** Begin Extract **
Traditional software engineering
- Enforce strong abstraction boundaries using encapsulation and modular design
- This help create maintainable code in which it is easy to make isolated changes and improvements.
ML system
- Difficult to enforce strict abstraction boundaries or prescribing specific intended behavior
- ML is create to handle problems where the desired behavior cannot be effectively expressed in software logic without dependency on external data
- The real world does not fit into tidy encapsulation
- Traditional abstractions and boundaries may be subtly corrupted or invalidated, due to data dependency

Machine learning systems mix signals together, entangling them and making isolation of improvements impossible.
Example
- Consider a ML system that makes prediction based on features $x_1, …x_n$
- Mathematically, a ML model is a mapping $f: x \rightarrow y$, which minimize some loss $\mathcal{L}(\hat{y}, y)$
- Suppose new data flows in and contains anomalies that change the distribution of $x_1$, and we update the model (retrain or train from checkpoint)
** End Extract **
** Begin Data shown **
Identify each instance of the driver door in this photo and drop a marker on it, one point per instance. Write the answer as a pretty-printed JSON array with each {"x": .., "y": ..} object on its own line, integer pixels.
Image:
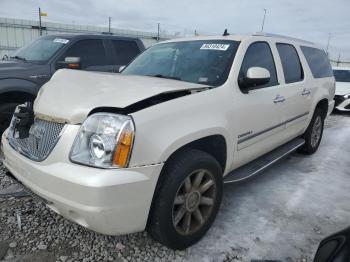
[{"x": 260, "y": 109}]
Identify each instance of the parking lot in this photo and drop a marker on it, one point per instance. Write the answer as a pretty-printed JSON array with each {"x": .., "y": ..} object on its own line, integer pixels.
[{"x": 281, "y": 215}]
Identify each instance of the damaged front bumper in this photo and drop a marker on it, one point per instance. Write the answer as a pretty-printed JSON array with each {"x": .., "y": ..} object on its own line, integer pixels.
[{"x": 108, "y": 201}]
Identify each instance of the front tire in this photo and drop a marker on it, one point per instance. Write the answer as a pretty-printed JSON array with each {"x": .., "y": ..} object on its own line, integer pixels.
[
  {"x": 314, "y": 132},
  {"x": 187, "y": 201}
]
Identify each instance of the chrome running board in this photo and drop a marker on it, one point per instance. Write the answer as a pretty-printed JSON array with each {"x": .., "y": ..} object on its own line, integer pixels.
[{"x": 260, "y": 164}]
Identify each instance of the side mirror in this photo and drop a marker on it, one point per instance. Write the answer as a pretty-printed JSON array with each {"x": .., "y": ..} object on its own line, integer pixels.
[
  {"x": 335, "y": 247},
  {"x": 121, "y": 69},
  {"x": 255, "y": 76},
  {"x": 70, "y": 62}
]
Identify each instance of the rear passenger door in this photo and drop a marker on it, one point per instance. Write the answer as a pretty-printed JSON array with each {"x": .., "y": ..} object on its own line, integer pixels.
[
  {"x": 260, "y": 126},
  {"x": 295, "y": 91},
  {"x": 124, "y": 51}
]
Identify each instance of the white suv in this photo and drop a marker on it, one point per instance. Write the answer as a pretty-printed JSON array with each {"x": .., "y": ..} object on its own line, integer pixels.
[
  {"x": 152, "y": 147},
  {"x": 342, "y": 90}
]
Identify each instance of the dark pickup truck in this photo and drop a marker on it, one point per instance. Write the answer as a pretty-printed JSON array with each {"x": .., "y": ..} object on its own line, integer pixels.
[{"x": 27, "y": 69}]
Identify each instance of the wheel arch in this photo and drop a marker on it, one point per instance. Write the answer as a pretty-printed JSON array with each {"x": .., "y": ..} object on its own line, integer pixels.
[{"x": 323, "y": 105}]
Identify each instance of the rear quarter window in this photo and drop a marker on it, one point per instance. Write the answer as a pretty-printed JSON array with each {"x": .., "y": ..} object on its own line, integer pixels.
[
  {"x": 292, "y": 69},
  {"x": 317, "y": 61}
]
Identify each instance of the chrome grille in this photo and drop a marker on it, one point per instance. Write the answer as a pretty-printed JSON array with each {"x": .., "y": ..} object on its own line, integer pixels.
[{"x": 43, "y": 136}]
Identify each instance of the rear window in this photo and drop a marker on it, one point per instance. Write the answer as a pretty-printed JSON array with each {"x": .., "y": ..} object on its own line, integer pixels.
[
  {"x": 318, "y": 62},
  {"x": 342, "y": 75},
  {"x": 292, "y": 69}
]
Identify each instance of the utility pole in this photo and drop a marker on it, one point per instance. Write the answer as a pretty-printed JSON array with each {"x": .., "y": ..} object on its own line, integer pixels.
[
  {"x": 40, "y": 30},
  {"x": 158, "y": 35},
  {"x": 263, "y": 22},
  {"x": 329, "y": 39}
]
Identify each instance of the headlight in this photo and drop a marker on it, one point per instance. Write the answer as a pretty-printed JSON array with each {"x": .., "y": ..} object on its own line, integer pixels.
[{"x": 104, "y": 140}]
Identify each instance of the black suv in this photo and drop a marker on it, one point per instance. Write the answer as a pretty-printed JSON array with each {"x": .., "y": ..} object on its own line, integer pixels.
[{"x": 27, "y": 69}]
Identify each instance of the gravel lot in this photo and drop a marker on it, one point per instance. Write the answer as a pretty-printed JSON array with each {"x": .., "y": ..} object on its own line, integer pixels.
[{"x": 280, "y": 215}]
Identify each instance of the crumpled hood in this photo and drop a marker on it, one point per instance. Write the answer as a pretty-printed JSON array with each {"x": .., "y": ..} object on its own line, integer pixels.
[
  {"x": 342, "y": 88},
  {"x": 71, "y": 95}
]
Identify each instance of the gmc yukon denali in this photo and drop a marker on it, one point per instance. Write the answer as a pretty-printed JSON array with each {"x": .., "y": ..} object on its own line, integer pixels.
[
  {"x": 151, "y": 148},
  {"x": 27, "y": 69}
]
** End Data shown **
- **The problem**
Carry the notes on abstraction boundaries in machine learning systems forward, beginning after their final point about retraining the model.

- **Response**
- The new mapping $f’$, trained with anomalies, may not minimize loss $\mathcal{L}(\hat{y}, y)$ under the original distribution
Possible Mitigation
- Isolate models: final output is based on an ensembles of explainable features
- Detecting changes in prediction behavior

Code dependencies can be identified via static analysis (e.g., compilers and linkers)
Data Dependency can be hard to analyze without appropriate tools
Unstable Data Dependencies
- Model consume features produced by other systems
- Examples
  - One ML model consume output of another ML model
  - One ML model consume output of some data dependent features (e.g., population mean or TF-IDF score)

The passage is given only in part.